(Data entries)
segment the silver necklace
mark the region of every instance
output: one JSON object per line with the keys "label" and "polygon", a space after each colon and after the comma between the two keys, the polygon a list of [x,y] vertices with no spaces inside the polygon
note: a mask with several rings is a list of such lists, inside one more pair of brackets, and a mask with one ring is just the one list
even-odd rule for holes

_Requirement:_
Retype each item above character for character, keeping the lines in their original order.

_Answer:_
segment the silver necklace
mark the region of every instance
output: one JSON object per line with the keys "label" and "polygon", a space after each colon and after the comma between the two keys, the polygon a list of [x,y] vertices with no spaces inside the polygon
note: a mask with several rings is a list of such lists, inside one more pair of brackets, and a mask with one ring is just the one list
even-odd rule for holes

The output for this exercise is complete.